SOURCE
☆ ☆ ☆ ☆ ☆

The Financial Services Modernization Act defines “financial in nature” to include:

 

    securities underwriting, dealing and market making;

 

    sponsoring mutual funds and investment companies;

 

    insurance underwriting and agency;

 

    merchant banking; and

 

    activities that the Federal Reserve Board has determined to be closely related to banking.

 

A national bank also may engage, subject to limitations on investment, in activities that are financial in nature, other than insurance underwriting, insurance company portfolio investment, real estate development and real estate investment, through a financial subsidiary of the bank, if the bank is well capitalized, well managed and has at least a satisfactory Community Reinvestment Act rating. Subsidiary banks of a financial holding company or national banks with financial subsidiaries must continue to be well capitalized and well managed in order to continue to engage in activities that are financial in nature without regulatory actions or restrictions, which could include divestiture of the financial in nature subsidiary or subsidiaries. In addition, a financial holding company or a bank may not acquire a company that is engaged in activities that are financial in nature unless each of the subsidiary banks of the financial holding company or the bank has a Community Reinvestment Act rating of satisfactory or better. NB&T Insurance is a financial subsidiary.

 

Transactions between NB&T Financial and the Bank are subject to statutory limits in Sections 23A and 23B of the Federal Reserve Act (the “FRA”), which limit the amounts of such transactions and require that the terms of the transactions be at least as favorable to the Bank as the terms would be of a similar transaction between the Bank and an unrelated party. NB&T Financial and the Bank were in compliance with these requirements and restrictions at December 31, 2005.

 

The FRB must approve the application of a bank holding company to acquire any bank or savings association.

 

National Bank Regulation

 

Office of the Comptroller of the Currency. The OCC is an office in the Department of the Treasury and is subject to the general oversight of the Secretary of the Treasury. The OCC is responsible for the regulation and supervision of all national banks, including the Bank. The OCC issues regulations governing the operation of national banks and, in accordance with federal law, prescribes the permissible investments and activities of

 

9


national banks. The Bank is authorized to exercise trust powers in accordance with OCC guidelines. National banks are subject to regulatory oversight under various consumer protection and fair lending laws. These laws govern, among other things, truth-in-lending disclosure, equal credit opportunity, fair credit reporting and community reinvestment.

 

The Bank is required to meet certain minimum capital requirements set by the OCC. These requirements consist of risk-based capital guidelines and a leverage ratio, which are substantially the same as the capital requirements imposed on NB&T Financial. The Bank was in compliance with those capital requirements at December 31, 2005. For the Bank capital ratios, see Note 14 to the Consolidated Financial Statements in Item 8. The OCC may adjust the risk-based capital requirement of a national bank on an individualized basis to take into account risks due to concentrations of credit or nontraditional activities.

☆ ☆ ☆ ☆ ☆

[Stored data]
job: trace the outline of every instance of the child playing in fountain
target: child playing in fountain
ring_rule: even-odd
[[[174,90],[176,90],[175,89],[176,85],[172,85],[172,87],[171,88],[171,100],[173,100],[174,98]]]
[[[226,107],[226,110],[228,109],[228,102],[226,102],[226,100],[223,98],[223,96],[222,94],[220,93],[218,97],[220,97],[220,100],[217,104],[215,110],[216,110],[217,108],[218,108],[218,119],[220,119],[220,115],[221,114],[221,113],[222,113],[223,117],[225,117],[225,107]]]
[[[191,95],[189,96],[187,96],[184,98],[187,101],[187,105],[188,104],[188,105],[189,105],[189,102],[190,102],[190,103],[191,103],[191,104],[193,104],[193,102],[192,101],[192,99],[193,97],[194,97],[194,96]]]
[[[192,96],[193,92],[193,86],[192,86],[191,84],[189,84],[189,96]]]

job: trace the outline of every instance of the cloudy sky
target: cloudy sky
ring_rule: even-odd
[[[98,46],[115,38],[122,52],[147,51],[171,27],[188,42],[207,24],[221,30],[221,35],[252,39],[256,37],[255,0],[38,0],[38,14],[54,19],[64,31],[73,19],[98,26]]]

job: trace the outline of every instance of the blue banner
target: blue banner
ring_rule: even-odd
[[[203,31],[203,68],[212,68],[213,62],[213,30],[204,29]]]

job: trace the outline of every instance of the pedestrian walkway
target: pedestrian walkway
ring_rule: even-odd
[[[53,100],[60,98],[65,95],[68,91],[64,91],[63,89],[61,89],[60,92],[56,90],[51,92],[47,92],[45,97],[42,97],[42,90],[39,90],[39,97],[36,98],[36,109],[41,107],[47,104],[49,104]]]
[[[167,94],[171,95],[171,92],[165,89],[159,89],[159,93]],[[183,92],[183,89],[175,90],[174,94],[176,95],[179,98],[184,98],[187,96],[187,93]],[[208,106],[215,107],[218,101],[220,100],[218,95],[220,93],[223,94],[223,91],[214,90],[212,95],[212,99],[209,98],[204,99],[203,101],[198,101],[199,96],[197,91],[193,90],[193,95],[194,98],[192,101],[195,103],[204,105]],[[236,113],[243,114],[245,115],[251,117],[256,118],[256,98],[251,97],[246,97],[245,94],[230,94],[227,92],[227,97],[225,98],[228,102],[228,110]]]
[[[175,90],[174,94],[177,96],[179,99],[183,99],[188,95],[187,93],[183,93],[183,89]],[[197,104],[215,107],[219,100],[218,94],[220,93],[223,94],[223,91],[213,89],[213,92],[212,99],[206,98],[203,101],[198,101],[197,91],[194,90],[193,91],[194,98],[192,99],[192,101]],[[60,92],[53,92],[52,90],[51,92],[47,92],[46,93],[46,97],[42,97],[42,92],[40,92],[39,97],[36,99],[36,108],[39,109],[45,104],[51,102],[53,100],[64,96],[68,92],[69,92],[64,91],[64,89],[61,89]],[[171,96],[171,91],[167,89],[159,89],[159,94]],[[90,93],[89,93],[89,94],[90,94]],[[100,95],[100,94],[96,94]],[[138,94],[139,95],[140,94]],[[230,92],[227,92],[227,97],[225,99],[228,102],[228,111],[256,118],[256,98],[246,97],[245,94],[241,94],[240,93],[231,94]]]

☆ ☆ ☆ ☆ ☆

SET TASK A
According to the bank regulation passage, which office regulates and supervises all national banks?
SET TASK B
Pick up the bank regulation passage after its final sentence and keep writing it.
The stored data is separate material, apart from the bank regulation passage.

FINAL RESULT A
The Office of the Comptroller of the Currency (OCC).

FINAL RESULT B
 

The OCC has adopted regulations governing prompt corrective action to resolve the problems of capital deficient and otherwise troubled national banks. At each successively lower defined capital category, a national bank is subject to more restrictive and numerous mandatory or discretionary regulatory actions or limits, and the OCC has less flexibility in determining how to resolve the problems of the institution. In addition, the OCC generally can downgrade a national bank’s capital category, notwithstanding its capital level, if, after notice and opportunity for hearing, the national bank is deemed to be engaging in an unsafe or unsound practice, because it has not corrected deficiencies that resulted in it receiving a less than satisfactory examination rating on matters other than capital or it is deemed to be in an unsafe or unsound condition. The Bank’s capital at December 31, 2005, met the standards for the highest capital category, a well-capitalized bank.

 

A national bank is subject to restrictions on the payment of dividends, including dividends to a holding company. The Bank may not pay a dividend if it would cause the Bank not to meet its capital requirements. In addition, the dividends that a Bank subsidiary can pay to its holding company without prior approval of regulatory agencies is limited to net income plus its retained net income for the preceding two years. Based on the current financial condition of the Bank, the Bank does not expect these provisions to affect the current ability of the Bank to pay dividends to NB&T Financial in an amount customary for the Bank.

 

OCC regulations generally limit the aggregate amount that a national bank can lend to one borrower or aggregated groups of related borrowers to an amount equal to 15% of the bank’s unimpaired capital and surplus. A national bank may loan to one borrower an additional amount not to exceed 10% of the association’s unimpaired capital and surplus, if the additional amount is fully secured by certain forms of “readily marketable collateral.” Loans to executive officers, directors and principal shareholders and their related interests must conform to the OCC lending limits. All transactions between national banks and their affiliates, including NB&T Financial, must comply with Sections 23A and 23B of the FRA.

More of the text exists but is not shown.